» Problem statement:
Rescale the data from the line with "mark: stone monument" through the end of the data, both ends included. Reproduce those lines with the requests and their sample points unchanged, multiply every coordinate in the answers by 0.35, round each to a whole number with halves rounded up, and leave the pictures out.

··· Entries ···

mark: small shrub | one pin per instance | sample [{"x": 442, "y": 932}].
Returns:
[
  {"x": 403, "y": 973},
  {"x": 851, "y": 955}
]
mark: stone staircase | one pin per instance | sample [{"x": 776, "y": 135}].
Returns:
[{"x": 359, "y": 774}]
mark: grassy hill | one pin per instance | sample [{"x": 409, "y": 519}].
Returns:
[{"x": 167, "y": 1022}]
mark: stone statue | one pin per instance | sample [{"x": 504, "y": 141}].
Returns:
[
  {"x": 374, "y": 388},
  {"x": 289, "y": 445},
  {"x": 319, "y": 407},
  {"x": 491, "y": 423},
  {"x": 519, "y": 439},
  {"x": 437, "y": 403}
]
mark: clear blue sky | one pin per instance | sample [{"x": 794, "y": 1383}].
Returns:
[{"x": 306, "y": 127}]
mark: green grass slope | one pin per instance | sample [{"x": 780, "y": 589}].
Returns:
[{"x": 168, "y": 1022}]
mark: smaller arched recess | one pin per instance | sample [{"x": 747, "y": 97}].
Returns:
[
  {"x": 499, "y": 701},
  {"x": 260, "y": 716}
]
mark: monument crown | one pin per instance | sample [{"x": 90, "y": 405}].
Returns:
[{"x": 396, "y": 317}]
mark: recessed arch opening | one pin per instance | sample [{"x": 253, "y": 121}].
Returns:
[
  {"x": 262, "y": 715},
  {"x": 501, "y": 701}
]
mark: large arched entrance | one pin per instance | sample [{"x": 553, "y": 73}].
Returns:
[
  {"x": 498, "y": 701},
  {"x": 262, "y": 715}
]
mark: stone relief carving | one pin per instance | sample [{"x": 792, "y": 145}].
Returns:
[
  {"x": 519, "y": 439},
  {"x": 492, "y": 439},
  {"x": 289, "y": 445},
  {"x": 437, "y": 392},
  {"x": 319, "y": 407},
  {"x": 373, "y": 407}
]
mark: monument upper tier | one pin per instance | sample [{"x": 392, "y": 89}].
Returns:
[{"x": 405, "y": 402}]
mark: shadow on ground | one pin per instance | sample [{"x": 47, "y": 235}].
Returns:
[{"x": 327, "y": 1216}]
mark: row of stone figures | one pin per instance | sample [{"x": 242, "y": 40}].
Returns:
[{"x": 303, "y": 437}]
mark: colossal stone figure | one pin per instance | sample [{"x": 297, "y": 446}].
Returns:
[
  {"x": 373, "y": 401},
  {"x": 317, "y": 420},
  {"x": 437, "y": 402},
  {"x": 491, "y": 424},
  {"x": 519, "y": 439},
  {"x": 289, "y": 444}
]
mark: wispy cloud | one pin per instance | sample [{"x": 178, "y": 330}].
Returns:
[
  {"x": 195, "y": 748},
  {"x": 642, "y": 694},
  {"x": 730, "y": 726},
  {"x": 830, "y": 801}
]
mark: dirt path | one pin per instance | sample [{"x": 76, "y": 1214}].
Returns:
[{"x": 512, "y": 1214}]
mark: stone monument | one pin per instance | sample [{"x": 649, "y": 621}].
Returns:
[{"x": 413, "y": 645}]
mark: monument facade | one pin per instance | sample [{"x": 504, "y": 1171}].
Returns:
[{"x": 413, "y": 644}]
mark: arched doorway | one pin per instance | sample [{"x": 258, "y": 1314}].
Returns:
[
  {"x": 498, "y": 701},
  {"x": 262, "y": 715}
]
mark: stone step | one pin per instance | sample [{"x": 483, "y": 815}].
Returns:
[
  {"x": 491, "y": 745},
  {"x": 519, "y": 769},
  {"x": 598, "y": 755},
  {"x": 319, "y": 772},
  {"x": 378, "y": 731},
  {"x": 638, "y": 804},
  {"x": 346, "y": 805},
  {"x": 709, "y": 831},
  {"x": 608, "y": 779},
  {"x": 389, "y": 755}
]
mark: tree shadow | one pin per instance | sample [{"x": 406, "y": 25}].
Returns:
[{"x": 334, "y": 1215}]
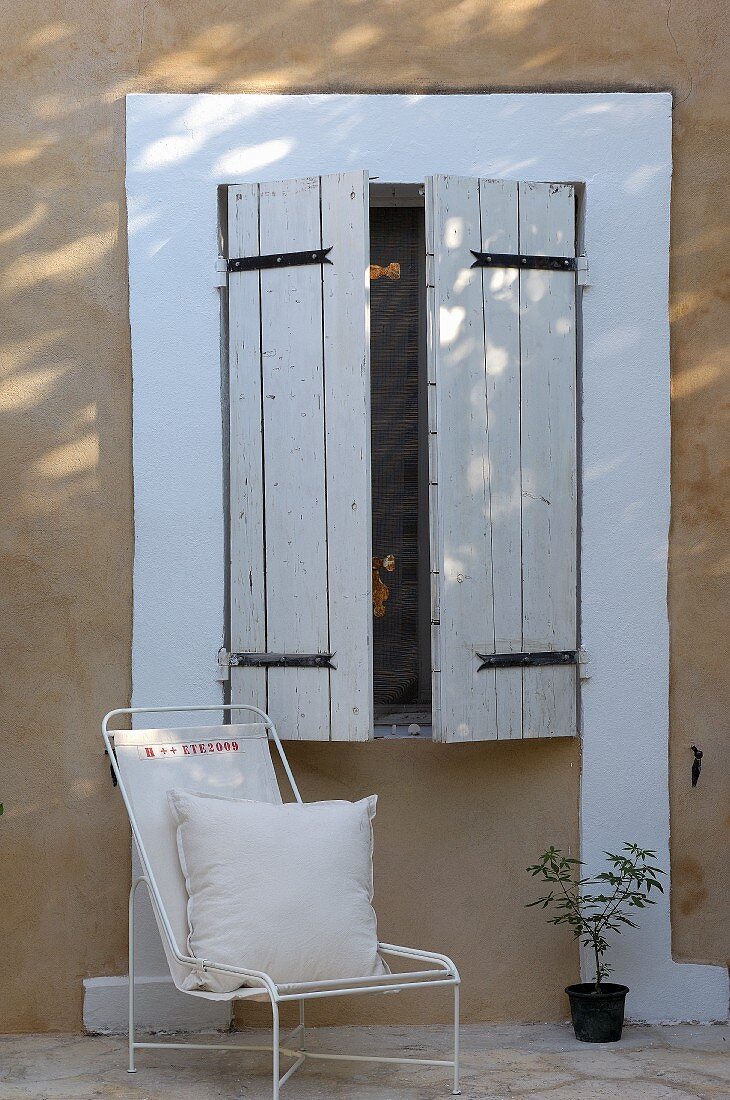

···

» Task response:
mark: stone monument | one pin per instance | sample [{"x": 649, "y": 621}].
Returns:
[{"x": 145, "y": 226}]
mark: monument facade | one pin per instance | sample [{"x": 504, "y": 1171}].
Returns:
[{"x": 145, "y": 225}]
mark: arched doorway | one pin per instance | sample [{"x": 258, "y": 1314}].
Returns:
[
  {"x": 174, "y": 245},
  {"x": 92, "y": 250}
]
mark: stone step | one pin per instance | sample [{"x": 483, "y": 815}].
Returns:
[
  {"x": 172, "y": 261},
  {"x": 182, "y": 269},
  {"x": 209, "y": 264},
  {"x": 112, "y": 270},
  {"x": 132, "y": 256},
  {"x": 223, "y": 281},
  {"x": 121, "y": 282},
  {"x": 248, "y": 291},
  {"x": 213, "y": 273},
  {"x": 136, "y": 264}
]
mark: tree shadow | one pin per instance | sample [{"x": 406, "y": 25}].
Returns:
[{"x": 117, "y": 425}]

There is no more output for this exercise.